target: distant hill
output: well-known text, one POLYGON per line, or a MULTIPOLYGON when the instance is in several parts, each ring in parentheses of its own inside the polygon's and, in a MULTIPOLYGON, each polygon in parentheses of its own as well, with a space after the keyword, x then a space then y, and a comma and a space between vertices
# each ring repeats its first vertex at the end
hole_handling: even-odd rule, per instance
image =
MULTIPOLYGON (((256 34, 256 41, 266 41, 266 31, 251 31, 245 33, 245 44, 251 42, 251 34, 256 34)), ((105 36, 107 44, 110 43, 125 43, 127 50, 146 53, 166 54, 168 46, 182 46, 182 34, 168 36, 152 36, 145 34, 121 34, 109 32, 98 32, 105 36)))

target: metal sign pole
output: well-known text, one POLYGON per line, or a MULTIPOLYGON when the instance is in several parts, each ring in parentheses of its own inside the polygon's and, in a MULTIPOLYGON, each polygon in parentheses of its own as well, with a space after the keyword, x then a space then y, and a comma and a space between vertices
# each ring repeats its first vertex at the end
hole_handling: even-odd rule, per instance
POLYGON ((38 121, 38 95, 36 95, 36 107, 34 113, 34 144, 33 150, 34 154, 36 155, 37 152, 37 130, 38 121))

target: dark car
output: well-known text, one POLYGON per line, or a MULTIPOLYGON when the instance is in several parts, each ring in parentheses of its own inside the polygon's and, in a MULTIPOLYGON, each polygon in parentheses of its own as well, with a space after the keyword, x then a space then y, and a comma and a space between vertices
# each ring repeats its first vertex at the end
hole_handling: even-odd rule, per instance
==
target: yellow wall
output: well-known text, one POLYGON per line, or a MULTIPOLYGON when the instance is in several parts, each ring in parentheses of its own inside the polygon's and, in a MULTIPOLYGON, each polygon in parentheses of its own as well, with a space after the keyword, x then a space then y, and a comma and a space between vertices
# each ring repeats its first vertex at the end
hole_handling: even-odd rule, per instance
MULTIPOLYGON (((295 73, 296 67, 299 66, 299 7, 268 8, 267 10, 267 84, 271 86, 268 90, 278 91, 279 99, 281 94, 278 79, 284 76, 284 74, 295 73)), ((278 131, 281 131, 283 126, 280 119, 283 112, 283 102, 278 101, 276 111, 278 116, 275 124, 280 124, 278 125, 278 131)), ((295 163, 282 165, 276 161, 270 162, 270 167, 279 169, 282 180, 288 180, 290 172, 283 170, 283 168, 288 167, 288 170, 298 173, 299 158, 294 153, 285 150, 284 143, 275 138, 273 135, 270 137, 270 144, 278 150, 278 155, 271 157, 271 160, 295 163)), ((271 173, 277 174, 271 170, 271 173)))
* * *
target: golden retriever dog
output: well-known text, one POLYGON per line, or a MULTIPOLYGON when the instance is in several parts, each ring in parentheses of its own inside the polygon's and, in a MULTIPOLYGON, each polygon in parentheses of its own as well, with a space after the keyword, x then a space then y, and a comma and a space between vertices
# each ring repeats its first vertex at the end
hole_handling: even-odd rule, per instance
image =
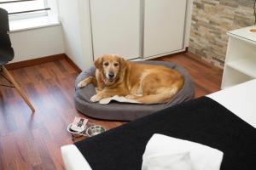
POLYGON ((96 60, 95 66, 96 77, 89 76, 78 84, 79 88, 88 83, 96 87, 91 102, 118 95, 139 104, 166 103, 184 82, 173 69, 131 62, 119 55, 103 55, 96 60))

#### [Stated task]
Copy out, unchanged, the lines from the one containing "target: distant hill" through the one containing "MULTIPOLYGON (((256 34, 256", including both of those lines.

#### [Complete response]
target: distant hill
output: well-known text, one POLYGON per line, or a MULTIPOLYGON when the instance is in several parts, each ring in parentheses of its own inside the polygon's and, in a MULTIPOLYGON, each polygon in parentheses of its own as well, with a space after the keyword, x then a space then y, and a comma and a space between vertices
# each ring repeats its first vertex at the end
hole_handling: even-odd rule, per instance
image =
MULTIPOLYGON (((256 34, 256 41, 266 41, 266 31, 251 31, 245 33, 245 44, 251 42, 251 34, 256 34)), ((105 36, 107 44, 110 43, 125 43, 127 50, 146 53, 166 54, 168 46, 182 46, 182 34, 168 36, 152 36, 145 34, 121 34, 109 32, 98 32, 105 36)))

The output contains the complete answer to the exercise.